How to “Defeat” Artificial Intelligence
The advance of artificial intelligence, via the first wave of automation, could seriously disrupt life as we know it. It’s not a surprise, considering that computing power doubles every couple of years. Can we say the same for the power of the human mind?
This technology is certainly going to have an impact on our workforce. Take a recent report from Forester Research, which found that automation alone could eliminate 8.6 million U.S. jobs by 2021, or, as one media outlet put it, “the equivalent of Florida's entire workforce.”
Yet while the U.S. unemployment is currently 4.9 percent and has been low the last five years, many high-paying jobs, high skilled jobs have been replaced with low-paying, low skilled jobs, and this is not truly reflected in the unemployment rate.
Our nation’s population is also growing, which means more people for fewer jobs. The challenge is that many new, high-paying jobs will require new skills. And fewer workers will be required in the digital economy. We have to empower the American workforce to adapt to these changes.
Before we try to solve this challenge, let’s go back a century to the creation of the internal-combustion engine, which led to the automobile industry, which has been an economic force ever since.
Think about the impact the internal-combustion engine had on our country. It even impacted fresh foods by connecting rural markets to the city. The internal-combustion engine also created numerous jobs because it wasn’t highly technical, creating opportunities for vocational schools and programs.
When the internal-combustion engine was invented, there was a sharing of wealth and numerous touch points. On the digital side, it begins to narrow. And in the sharing of wealth in the digital world, where much of our economic growth has taken place, it’s very narrow.
For example, fast forward to today. In the digital economy, there are fewer access points. An app can be created by a small team and reach millions. Just look at the Kodak vs. Instagram comparison:
· “Kodak was founded in 1880, and at its peak employed nearly 145,300 people, with many more indirectly employed via suppliers and retailers. Kodak’s founding family, the Eastmans, became wealthy, while providing skilled jobs for several generations of middle-class Americans. Instagram was founded in 2010 by a team of fifteen people. In 2012 it was sold to Facebook for over one billion dollars. Facebook, worth far more than Kodak ever was, employs fewer than 5,000 people. At least ten of them have a net worth ten times that of George Eastman.”

===============

To-do list:
[A] How would you render this sentence from the artificial intelligence article in Spanish: "Our nation’s population is also growing, which means more people for fewer jobs."
[B] Can you reproduce the part of the artificial intelligence article that begins at the words "This technology is" and stops after "the unemployment rate."?

(Entries taken from a collection)
===============

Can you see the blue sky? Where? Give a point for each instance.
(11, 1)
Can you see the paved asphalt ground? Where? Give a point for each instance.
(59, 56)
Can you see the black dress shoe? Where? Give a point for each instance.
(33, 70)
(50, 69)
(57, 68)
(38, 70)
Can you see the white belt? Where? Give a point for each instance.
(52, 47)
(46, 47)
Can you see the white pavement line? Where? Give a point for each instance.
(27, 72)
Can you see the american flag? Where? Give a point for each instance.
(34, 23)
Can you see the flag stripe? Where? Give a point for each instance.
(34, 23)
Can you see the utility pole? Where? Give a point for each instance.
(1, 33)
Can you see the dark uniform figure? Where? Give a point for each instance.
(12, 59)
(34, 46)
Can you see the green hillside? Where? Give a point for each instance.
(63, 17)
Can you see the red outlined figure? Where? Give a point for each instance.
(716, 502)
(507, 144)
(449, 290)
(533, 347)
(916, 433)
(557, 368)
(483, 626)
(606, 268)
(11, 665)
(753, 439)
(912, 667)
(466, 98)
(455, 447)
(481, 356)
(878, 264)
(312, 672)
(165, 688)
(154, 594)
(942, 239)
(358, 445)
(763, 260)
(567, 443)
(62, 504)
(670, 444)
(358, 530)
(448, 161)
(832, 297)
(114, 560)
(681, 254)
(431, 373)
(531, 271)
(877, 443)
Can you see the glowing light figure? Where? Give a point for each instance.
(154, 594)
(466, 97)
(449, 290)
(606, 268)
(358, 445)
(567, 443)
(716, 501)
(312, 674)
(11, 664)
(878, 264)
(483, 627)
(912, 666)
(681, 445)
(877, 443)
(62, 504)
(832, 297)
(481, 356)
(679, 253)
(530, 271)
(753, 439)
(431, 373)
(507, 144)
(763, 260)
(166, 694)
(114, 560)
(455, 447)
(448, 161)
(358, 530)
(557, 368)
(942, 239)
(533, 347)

===============

Per-task answers:
[A] La población de nuestra nación también está creciendo, lo que significa más personas para menos empleos.

[B]
This technology is certainly going to have an impact on our workforce. Take a recent report from Forester Research, which found that automation alone could eliminate 8.6 million U.S. jobs by 2021, or, as one media outlet put it, “the equivalent of Florida's entire workforce.”
Yet while the U.S. unemployment is currently 4.9 percent and has been low the last five years, many high-paying jobs, high skilled jobs have been replaced with low-paying, low skilled jobs, and this is not truly reflected in the unemployment rate.